START Input
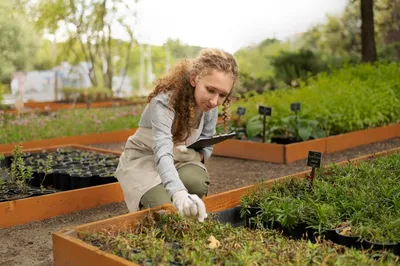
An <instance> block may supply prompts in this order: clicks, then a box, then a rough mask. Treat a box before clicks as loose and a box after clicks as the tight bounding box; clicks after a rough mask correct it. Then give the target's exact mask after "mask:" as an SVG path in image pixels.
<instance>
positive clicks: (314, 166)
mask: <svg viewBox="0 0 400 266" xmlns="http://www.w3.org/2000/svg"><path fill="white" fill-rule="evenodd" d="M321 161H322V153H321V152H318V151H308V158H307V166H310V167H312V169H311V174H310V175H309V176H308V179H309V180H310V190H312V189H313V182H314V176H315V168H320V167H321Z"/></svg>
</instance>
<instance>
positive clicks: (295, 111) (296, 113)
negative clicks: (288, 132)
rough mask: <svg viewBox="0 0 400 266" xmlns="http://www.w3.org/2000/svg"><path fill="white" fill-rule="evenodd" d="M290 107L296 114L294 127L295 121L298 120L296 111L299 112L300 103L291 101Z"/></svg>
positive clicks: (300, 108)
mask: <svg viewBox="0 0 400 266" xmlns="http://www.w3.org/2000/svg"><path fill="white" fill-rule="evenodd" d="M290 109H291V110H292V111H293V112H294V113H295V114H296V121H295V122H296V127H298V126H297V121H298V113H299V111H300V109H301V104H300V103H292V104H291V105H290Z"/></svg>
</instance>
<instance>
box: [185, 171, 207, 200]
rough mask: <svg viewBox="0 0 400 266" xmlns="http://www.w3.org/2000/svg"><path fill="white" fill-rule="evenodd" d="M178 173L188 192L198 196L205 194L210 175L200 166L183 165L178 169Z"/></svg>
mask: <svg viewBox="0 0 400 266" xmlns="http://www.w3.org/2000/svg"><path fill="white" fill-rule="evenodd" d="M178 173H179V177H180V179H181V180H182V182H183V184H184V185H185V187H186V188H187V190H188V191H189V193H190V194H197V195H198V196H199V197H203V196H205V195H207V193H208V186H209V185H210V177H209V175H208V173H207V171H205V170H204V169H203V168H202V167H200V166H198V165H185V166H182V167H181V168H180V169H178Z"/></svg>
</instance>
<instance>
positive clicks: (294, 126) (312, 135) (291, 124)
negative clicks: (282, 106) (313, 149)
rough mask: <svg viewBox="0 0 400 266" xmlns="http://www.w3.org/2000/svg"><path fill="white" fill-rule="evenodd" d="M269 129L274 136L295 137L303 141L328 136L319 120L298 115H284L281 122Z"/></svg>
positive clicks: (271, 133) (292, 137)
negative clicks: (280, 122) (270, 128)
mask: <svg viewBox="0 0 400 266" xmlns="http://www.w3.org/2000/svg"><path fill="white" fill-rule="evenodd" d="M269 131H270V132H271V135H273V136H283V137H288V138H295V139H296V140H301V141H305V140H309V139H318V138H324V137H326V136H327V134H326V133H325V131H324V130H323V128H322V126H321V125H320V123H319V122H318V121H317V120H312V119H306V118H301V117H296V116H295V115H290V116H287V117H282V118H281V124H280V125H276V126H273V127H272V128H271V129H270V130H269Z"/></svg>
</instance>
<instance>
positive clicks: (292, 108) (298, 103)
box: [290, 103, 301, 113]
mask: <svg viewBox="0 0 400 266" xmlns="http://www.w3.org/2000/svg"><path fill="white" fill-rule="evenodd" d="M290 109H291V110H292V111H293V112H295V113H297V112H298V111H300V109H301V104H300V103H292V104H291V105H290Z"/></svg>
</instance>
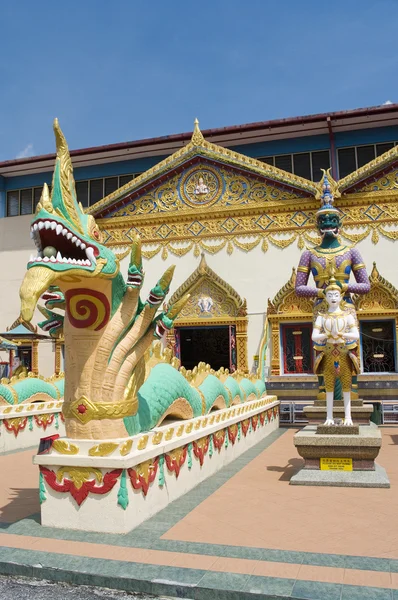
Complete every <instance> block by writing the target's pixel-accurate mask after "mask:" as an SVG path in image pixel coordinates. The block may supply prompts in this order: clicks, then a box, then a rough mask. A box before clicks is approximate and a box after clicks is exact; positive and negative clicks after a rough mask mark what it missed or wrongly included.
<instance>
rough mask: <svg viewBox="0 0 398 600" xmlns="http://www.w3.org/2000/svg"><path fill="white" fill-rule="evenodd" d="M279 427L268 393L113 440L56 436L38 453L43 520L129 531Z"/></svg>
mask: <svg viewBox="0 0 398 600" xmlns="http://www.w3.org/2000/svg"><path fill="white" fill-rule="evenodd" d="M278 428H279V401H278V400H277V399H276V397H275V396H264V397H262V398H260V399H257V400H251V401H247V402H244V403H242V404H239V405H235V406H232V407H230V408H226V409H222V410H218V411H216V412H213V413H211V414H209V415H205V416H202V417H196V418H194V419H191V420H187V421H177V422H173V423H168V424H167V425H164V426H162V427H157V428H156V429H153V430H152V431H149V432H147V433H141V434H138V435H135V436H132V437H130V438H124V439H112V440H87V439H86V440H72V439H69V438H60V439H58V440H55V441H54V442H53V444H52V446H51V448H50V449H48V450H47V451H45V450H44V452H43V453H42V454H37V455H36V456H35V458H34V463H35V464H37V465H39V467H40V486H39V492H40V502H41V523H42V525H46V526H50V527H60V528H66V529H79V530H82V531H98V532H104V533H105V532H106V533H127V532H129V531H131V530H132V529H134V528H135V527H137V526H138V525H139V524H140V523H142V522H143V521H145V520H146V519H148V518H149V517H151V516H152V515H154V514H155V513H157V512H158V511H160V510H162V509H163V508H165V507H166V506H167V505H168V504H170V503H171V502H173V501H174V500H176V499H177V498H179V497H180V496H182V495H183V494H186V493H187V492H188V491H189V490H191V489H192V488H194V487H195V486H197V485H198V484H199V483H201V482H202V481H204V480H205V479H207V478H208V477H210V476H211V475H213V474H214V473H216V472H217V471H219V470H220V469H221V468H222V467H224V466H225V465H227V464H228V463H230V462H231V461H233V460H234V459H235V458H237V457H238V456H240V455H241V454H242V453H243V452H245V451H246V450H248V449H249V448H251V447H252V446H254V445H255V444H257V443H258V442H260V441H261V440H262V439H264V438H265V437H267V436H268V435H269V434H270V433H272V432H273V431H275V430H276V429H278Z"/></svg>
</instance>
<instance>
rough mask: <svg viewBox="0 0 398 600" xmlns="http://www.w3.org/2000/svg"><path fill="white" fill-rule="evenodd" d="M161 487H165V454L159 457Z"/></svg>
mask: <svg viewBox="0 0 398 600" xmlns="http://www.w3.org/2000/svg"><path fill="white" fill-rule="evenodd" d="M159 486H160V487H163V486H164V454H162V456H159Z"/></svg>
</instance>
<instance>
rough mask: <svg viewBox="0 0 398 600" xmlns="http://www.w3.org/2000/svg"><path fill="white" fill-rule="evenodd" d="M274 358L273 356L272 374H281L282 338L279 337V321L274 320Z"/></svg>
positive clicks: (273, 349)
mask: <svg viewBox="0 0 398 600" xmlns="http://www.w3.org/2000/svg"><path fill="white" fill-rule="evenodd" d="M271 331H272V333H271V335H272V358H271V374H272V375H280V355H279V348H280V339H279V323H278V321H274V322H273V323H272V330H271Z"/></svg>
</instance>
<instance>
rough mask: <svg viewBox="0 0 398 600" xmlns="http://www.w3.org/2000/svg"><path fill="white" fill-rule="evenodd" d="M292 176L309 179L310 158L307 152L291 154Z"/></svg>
END Input
--- Task ---
Each line above should be written out again exactly, and no picture should appear in the copy.

--- Completed exercise ---
An <instance> block may supply prompts in this order: clicks, then a box, then a rough mask. Treat a box before clicks as loose and a box after clicks as the tight bounding box; clicks after a rough mask correct it. Then give the target's exact mask after "mask:" as an SVG path in image pixels.
<instance>
positive clicks: (314, 166)
mask: <svg viewBox="0 0 400 266" xmlns="http://www.w3.org/2000/svg"><path fill="white" fill-rule="evenodd" d="M321 161H322V153H321V152H318V151H308V158H307V166H310V167H312V169H311V174H310V175H309V176H308V179H309V180H310V190H312V189H313V182H314V176H315V168H320V167H321Z"/></svg>
</instance>
<instance>
positive clicks: (295, 111) (296, 113)
negative clicks: (288, 132)
rough mask: <svg viewBox="0 0 400 266" xmlns="http://www.w3.org/2000/svg"><path fill="white" fill-rule="evenodd" d="M290 107L296 114L294 127L295 121L298 120L296 111L299 112L300 103L291 101Z"/></svg>
positive clicks: (300, 108)
mask: <svg viewBox="0 0 400 266" xmlns="http://www.w3.org/2000/svg"><path fill="white" fill-rule="evenodd" d="M290 109H291V110H292V111H293V112H294V113H295V114H296V121H295V122H296V127H298V126H297V121H298V113H299V111H300V109H301V104H300V103H292V104H291V105H290Z"/></svg>
</instance>
<instance>
box: [185, 171, 207, 200]
rough mask: <svg viewBox="0 0 400 266" xmlns="http://www.w3.org/2000/svg"><path fill="white" fill-rule="evenodd" d="M178 173L188 192L198 196L205 194L210 175L200 166L183 165L178 169Z"/></svg>
mask: <svg viewBox="0 0 400 266" xmlns="http://www.w3.org/2000/svg"><path fill="white" fill-rule="evenodd" d="M178 173H179V177H180V179H181V180H182V182H183V184H184V185H185V187H186V188H187V190H188V191H189V193H190V194H197V195H198V196H199V197H203V196H205V195H207V193H208V186H209V185H210V177H209V175H208V173H207V171H205V170H204V169H203V168H202V167H200V166H198V165H185V166H182V167H181V168H180V169H178Z"/></svg>
</instance>
<instance>
positive clicks: (294, 126) (312, 135) (291, 124)
negative clicks: (282, 106) (313, 149)
rough mask: <svg viewBox="0 0 400 266" xmlns="http://www.w3.org/2000/svg"><path fill="white" fill-rule="evenodd" d="M269 129L274 136L295 137L303 141L328 136L319 120L298 115H284L281 122Z"/></svg>
positive clicks: (271, 133) (292, 137)
negative clicks: (280, 122) (270, 128)
mask: <svg viewBox="0 0 400 266" xmlns="http://www.w3.org/2000/svg"><path fill="white" fill-rule="evenodd" d="M269 131H270V132H271V135H273V136H283V137H288V138H295V139H296V140H301V141H305V140H309V139H318V138H324V137H326V136H327V134H326V133H325V131H324V130H323V128H322V126H321V125H320V123H319V122H318V121H317V120H312V119H306V118H301V117H296V116H295V115H290V116H287V117H282V118H281V124H280V125H276V126H273V127H272V128H271V129H270V130H269Z"/></svg>
</instance>
<instance>
positive clicks: (292, 108) (298, 103)
box: [290, 103, 301, 113]
mask: <svg viewBox="0 0 400 266" xmlns="http://www.w3.org/2000/svg"><path fill="white" fill-rule="evenodd" d="M290 109H291V110H292V111H293V112H295V113H297V112H298V111H300V109H301V104H300V103H292V104H291V105H290Z"/></svg>
</instance>
Complete every <instance> block by writing the target's pixel-accurate mask after "mask:" as an SVG path in image pixel coordinates. The block may supply prompts in this order: clicks, then a box, then a rough mask. A box before clicks is approximate and a box after clicks is exact; positive and negative clicks after a rough mask mark what it missed or wrongly included.
<instance>
rough mask: <svg viewBox="0 0 398 600" xmlns="http://www.w3.org/2000/svg"><path fill="white" fill-rule="evenodd" d="M279 427L268 393L113 440L56 436L38 453L43 520L129 531Z"/></svg>
mask: <svg viewBox="0 0 398 600" xmlns="http://www.w3.org/2000/svg"><path fill="white" fill-rule="evenodd" d="M278 428H279V401H278V400H277V399H276V397H275V396H264V397H262V398H260V399H257V400H251V401H247V402H244V403H242V404H239V405H235V406H232V407H230V408H226V409H222V410H218V411H216V412H213V413H211V414H209V415H205V416H202V417H196V418H194V419H191V420H187V421H177V422H173V423H168V424H167V425H164V426H162V427H157V428H156V429H153V430H152V431H149V432H147V433H141V434H138V435H135V436H132V437H130V438H124V439H112V440H87V439H86V440H72V439H69V438H60V439H58V440H55V441H54V442H53V444H52V446H51V448H50V449H48V450H47V451H45V450H44V452H43V453H42V454H37V455H36V456H35V458H34V463H35V464H37V465H39V467H40V486H39V492H40V502H41V523H42V525H46V526H50V527H60V528H66V529H79V530H82V531H98V532H104V533H105V532H106V533H127V532H129V531H131V530H132V529H134V528H135V527H137V526H138V525H139V524H140V523H142V522H143V521H145V520H146V519H148V518H149V517H151V516H152V515H154V514H155V513H157V512H158V511H160V510H162V509H163V508H165V507H166V506H167V505H168V504H170V503H171V502H173V501H174V500H176V499H177V498H179V497H180V496H182V495H183V494H186V493H187V492H188V491H189V490H191V489H192V488H194V487H195V486H197V485H198V484H199V483H201V482H202V481H204V480H205V479H207V478H208V477H210V476H211V475H213V474H214V473H216V472H217V471H219V470H220V469H221V468H222V467H224V466H225V465H227V464H228V463H230V462H231V461H233V460H234V459H235V458H237V457H238V456H240V455H241V454H242V453H243V452H245V451H246V450H248V449H249V448H251V447H252V446H254V445H255V444H257V443H258V442H260V441H261V440H262V439H264V438H265V437H267V436H268V435H269V434H270V433H272V432H273V431H275V430H276V429H278Z"/></svg>
</instance>
<instance>
rough mask: <svg viewBox="0 0 398 600" xmlns="http://www.w3.org/2000/svg"><path fill="white" fill-rule="evenodd" d="M161 487H165V454L159 457Z"/></svg>
mask: <svg viewBox="0 0 398 600" xmlns="http://www.w3.org/2000/svg"><path fill="white" fill-rule="evenodd" d="M159 486H160V487H163V486H164V454H162V456H159Z"/></svg>
</instance>
<instance>
rough mask: <svg viewBox="0 0 398 600" xmlns="http://www.w3.org/2000/svg"><path fill="white" fill-rule="evenodd" d="M274 358L273 356L272 374H281L282 338L279 337V321L274 320Z"/></svg>
positive clicks: (273, 349)
mask: <svg viewBox="0 0 398 600" xmlns="http://www.w3.org/2000/svg"><path fill="white" fill-rule="evenodd" d="M271 331H272V333H271V335H272V358H271V374H272V375H280V355H279V348H280V339H279V323H278V321H274V322H273V323H272V330H271Z"/></svg>
</instance>
<instance>
rough mask: <svg viewBox="0 0 398 600" xmlns="http://www.w3.org/2000/svg"><path fill="white" fill-rule="evenodd" d="M292 176L309 179L310 158L307 152L291 154Z"/></svg>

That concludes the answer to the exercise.